▶ _EXERCISE 1_
Rewrite the part of the article that opens with the words containing "Wu has a special" and closes with "qualities and potential.", substituting "trainees" for "apprentices".

▶ _PAGE_

******************************

Afterwards, when he delivered goods, Wu would also observe the techniques of the companies that received them.
After spending all day delivering and observing, he would quickly return home to try out the techniques he had witnessed. If he encountered an issue doing it himself, he would find an excuse to go back even if the client hadn’t placed a new order. In this manner Wu would observe, study and gain mastery, so that later, when he employed 30-some-odd craftsmen, none of them needed to seek outside training. And as fate would have it, the move to Hetai was more than just a professional turning point: Wu would end up marrying the late owner’s goddaughter.
A second turning point
Opportunities come to those who prepare for them, and Wu Jer-ruey would enjoy a second fortuitous twist of fate. The Taipei Children’s Recreation Center holds an exhibition of traditional arts and crafts at the end of each year, where Wu would teach art mounting in order to promote the craft.
One year, a mother had brought her daughter to see the exhibition, and because it was near closing time, most of the stalls had already shut up. “She said that it was too bad the other stalls had closed and couldn’t be seen, but I said that I could at least unpack my half-packed stall and give them a look.” It led to an exchange of name cards with the girl’s mother—Hung Shu-fen, head of the Special Collections Division at National Taiwan University Library. It was through that connection that Wu would end up working for eight years with seven others on the restoration of the “Dan Xin Archives.” The archives comprise some 19,000 Qing-Dynasty official documents dating from between 1776 and 1895, from the Danshui Sub-Prefecture, the Taipei Prefecture and Hsinchu County.
Shortly thereafter, there came new challenges with a University of Tokyo project to restore stitch-bound books. On the recommendation of National Taiwan University Library, Wu worked with National Central Library experts to learn techniques for repairing stitch-bound books. He has thus become one of the rare experts in Taiwan with experience in restoring not only calligraphies and paintings, but also historical documents and old books.
Passing on a legacy
Wu flips through some of the colored papers he has developed, which he uses in his restorations. These are also suitable for use by artists for special purposes. One of his papers, “Summer Wind,” was created by accident. His house had been flooded, and after the water was removed, they discovered that some packs of paper that had been standing on the floor had acquired a unique pattern of lines that was quite pretty. Afterwards, he conducted tests with various quantities of water and consistencies of paper, making a series of adjustments before finally creating a type of paper with a distinctive pattern.
Wu has a special approach to teaching apprentices. He is completely open with his team, and holds back none of his expertise and techniques. He believes that only when everyone is openly contributing what they have developed can innovations occur and advances continue. It is his responsibility to foster each student’s special qualities and potential.

******************************

▶ _DATASET CONTENT_
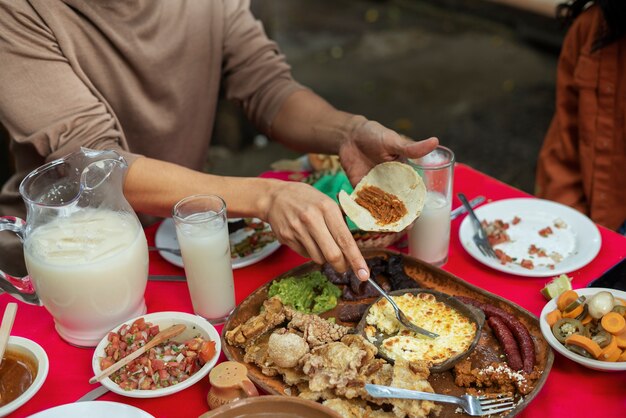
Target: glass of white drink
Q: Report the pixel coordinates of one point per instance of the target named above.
(202, 232)
(429, 238)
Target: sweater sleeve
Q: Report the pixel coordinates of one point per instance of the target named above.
(559, 176)
(44, 102)
(255, 73)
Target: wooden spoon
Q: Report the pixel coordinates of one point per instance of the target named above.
(161, 337)
(5, 328)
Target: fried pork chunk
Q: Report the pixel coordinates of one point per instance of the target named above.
(332, 365)
(258, 354)
(270, 317)
(414, 376)
(285, 349)
(316, 330)
(355, 409)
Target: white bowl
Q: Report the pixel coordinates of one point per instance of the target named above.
(555, 344)
(196, 325)
(38, 355)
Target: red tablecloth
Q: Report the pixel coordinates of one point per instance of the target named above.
(571, 390)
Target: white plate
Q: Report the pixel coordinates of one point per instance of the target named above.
(578, 243)
(196, 325)
(555, 344)
(166, 238)
(93, 409)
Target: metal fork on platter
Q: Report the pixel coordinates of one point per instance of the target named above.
(472, 405)
(480, 236)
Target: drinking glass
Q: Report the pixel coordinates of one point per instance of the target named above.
(202, 232)
(429, 238)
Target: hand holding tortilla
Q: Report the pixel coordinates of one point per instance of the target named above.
(388, 199)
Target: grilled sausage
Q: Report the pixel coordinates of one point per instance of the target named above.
(525, 341)
(507, 341)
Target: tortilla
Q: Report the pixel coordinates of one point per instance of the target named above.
(403, 188)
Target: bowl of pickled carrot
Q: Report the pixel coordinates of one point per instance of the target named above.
(588, 326)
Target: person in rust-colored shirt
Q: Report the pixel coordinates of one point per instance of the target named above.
(583, 159)
(143, 77)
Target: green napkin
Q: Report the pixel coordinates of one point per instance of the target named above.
(331, 184)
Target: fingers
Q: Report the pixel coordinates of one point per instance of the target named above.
(343, 238)
(336, 242)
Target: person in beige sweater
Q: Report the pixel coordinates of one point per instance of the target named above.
(142, 77)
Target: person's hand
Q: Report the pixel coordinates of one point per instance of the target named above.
(312, 224)
(370, 143)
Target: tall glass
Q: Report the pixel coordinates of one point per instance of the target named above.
(202, 232)
(429, 238)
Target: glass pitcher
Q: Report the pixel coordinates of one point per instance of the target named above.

******************************

▶ _EXERCISE 2_
Present the entries from the line containing "Target: fingers" through the end of the entries as a numbered list, omitting any blank lines.

▶ _SOLUTION 1_
Wu has a special approach to teaching trainees. He is completely open with his team, and holds back none of his expertise and techniques. He believes that only when everyone is openly contributing what they have developed can innovations occur and advances continue. It is his responsibility to foster each student’s special qualities and potential.

▶ _SOLUTION 2_
1. Target: fingers
2. Q: Report the pixel coordinates of one point per instance of the target named above.
3. (343, 238)
4. (336, 242)
5. Target: person in beige sweater
6. Q: Report the pixel coordinates of one point per instance of the target named above.
7. (142, 77)
8. Target: person's hand
9. Q: Report the pixel coordinates of one point per instance of the target named above.
10. (312, 224)
11. (370, 143)
12. Target: tall glass
13. Q: Report the pixel coordinates of one point per instance of the target named above.
14. (202, 232)
15. (429, 238)
16. Target: glass pitcher
17. Q: Report the pixel coordinates of one point per instance of the target named above.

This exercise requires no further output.